> Instructions for the task: Repeat verbatim only the lines from the opening of the material below through the one that contains "# holes follow the even-odd rule".

########################################

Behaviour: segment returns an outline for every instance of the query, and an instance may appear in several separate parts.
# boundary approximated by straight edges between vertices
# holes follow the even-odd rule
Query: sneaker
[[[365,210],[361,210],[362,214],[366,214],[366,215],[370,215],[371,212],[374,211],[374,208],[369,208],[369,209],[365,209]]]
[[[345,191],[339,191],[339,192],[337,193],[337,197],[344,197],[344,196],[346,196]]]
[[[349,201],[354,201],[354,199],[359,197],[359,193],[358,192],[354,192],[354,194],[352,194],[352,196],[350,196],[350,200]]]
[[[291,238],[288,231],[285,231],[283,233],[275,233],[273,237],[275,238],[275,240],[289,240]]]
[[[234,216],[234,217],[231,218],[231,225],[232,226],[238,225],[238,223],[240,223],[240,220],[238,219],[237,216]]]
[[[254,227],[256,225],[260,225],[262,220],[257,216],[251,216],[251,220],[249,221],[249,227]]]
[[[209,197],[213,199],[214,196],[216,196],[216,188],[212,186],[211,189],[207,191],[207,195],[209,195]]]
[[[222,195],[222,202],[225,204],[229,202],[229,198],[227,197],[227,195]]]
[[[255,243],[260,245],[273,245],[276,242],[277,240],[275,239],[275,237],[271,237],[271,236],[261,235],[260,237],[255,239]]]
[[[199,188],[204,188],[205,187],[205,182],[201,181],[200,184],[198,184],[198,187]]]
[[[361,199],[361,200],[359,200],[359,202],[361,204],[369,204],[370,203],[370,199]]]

########################################

> Answer to this task:
Behaviour: segment returns an outline for every instance of the query, and an instance may appear in several separate parts.
# boundary approximated by straight edges between vertices
# holes follow the even-odd rule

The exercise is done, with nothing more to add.